§ Problem details
Please return, word for word, the line containing "Can you see the black sneaker?" and each line after it through the end of the data below, and nothing else.

§ Records to use
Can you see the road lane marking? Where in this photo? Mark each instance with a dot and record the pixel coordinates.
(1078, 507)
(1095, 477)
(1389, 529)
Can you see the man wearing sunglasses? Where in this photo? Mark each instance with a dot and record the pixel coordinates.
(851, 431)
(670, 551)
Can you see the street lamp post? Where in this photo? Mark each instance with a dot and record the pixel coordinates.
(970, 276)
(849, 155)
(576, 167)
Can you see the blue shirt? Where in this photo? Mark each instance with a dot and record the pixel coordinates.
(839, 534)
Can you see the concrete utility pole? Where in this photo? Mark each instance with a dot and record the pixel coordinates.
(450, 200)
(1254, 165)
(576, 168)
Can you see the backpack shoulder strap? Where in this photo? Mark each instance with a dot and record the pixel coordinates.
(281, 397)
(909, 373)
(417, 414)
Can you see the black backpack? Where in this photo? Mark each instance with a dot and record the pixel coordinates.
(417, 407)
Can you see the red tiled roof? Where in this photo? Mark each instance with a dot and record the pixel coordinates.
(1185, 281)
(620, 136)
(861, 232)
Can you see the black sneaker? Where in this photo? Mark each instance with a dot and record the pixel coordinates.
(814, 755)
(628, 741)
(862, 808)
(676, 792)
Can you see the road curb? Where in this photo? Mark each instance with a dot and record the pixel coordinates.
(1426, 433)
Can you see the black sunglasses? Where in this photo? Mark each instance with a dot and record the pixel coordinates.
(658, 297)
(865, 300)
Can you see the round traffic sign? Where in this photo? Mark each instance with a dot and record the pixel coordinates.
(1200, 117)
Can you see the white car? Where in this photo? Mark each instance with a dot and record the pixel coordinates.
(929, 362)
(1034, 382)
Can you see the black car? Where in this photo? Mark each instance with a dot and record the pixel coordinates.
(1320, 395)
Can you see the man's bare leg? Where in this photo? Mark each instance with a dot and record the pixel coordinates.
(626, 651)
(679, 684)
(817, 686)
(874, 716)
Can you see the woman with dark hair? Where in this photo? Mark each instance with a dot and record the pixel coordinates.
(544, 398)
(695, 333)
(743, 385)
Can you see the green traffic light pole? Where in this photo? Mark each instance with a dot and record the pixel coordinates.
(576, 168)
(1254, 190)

§ The completed task
Can you see the black sneaker? Where in this photo? Mark each instance with a dot and record the pixel coordinates.
(814, 755)
(628, 741)
(862, 808)
(676, 792)
Can you see the road curb? Where in this photo? Mark each instance with a dot and record the pixel coordinates.
(1426, 433)
Can you see the black sunglasses? Where in this photo? Mark each instance with a dot and record the pixel coordinates.
(658, 297)
(865, 300)
Can you see the round traffic sign? Where in this photo? Mark each instance with a dot and record the pixel coordinates.
(1200, 117)
Can you see the white car? Where in this photo? Mark each instance with a dot and record the pixel coordinates.
(929, 362)
(1034, 382)
Can you see the black car? Where in this photo? Mark each instance with a dot and record the pixel coordinates.
(1320, 395)
Can you see the man's bare leg? Where in this photo? Mark each instance with a dot and record the pixel coordinates.
(626, 651)
(679, 684)
(817, 686)
(874, 716)
Can you see the woman with dark hair? Where in this photo? Mark each instance with a dot and record the pixel coordinates.
(544, 398)
(695, 333)
(743, 385)
Can you see the green traffic light pole? Where in this photo? Mark each instance with a dot and record the pixel coordinates.
(576, 168)
(1254, 190)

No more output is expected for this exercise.